## Start Given data
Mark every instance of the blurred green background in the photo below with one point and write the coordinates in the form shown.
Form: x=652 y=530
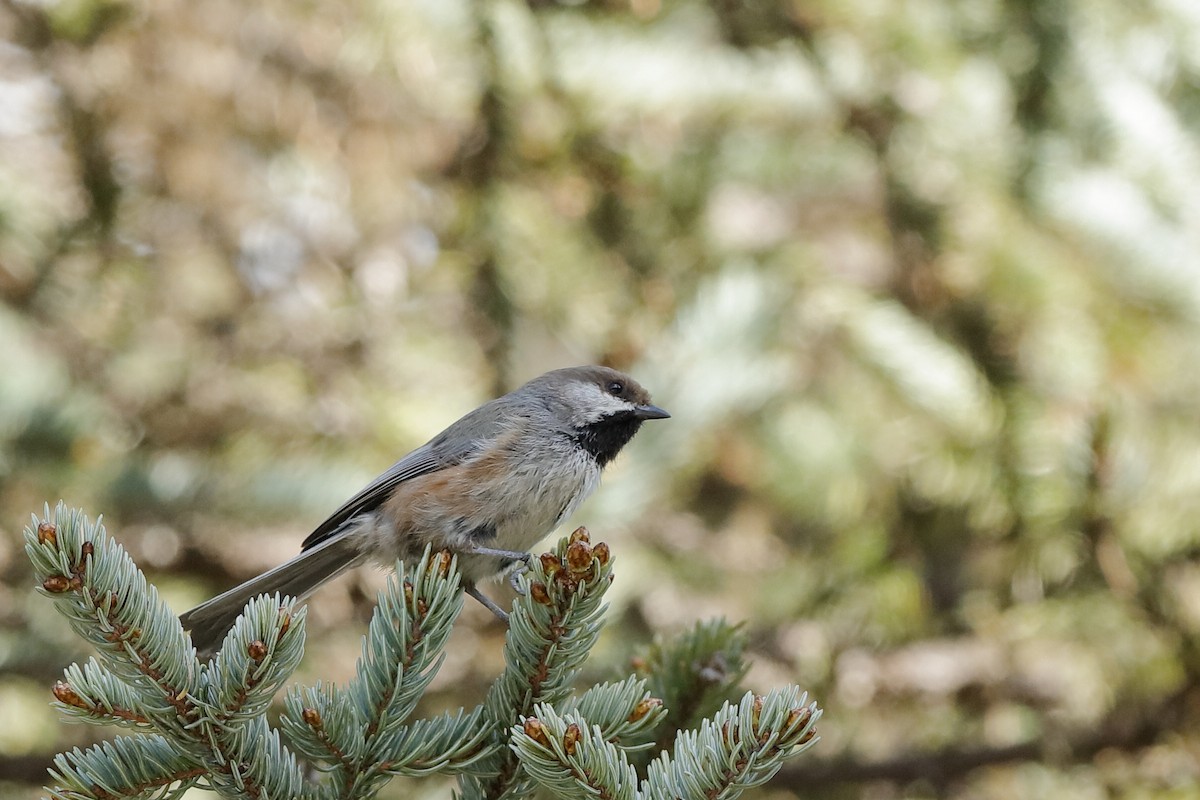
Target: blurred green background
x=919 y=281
## End Given data
## Start Given data
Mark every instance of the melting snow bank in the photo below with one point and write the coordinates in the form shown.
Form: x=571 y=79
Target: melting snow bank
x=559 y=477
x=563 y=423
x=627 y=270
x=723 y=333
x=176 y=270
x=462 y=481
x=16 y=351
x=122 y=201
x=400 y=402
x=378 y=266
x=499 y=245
## End Given data
## Start Given data
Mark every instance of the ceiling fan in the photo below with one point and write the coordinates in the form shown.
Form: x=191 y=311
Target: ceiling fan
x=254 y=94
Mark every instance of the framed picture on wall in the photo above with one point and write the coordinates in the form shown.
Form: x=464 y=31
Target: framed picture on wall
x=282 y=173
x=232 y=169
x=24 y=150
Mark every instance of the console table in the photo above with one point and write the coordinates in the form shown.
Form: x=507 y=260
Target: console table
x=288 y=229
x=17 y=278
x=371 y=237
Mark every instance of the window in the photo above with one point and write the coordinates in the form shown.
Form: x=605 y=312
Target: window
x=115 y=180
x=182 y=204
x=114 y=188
## End Given data
> [Given request]
Quote the entries line for line, starting at the line containing "Mark every instance of the window" and ending at the line containing "x=114 y=188", with both of those lines included.

> [Result]
Mark every instance of the window in the photo above with one point and write the coordinates in the form shown.
Form: x=605 y=312
Target: window
x=115 y=180
x=182 y=204
x=114 y=188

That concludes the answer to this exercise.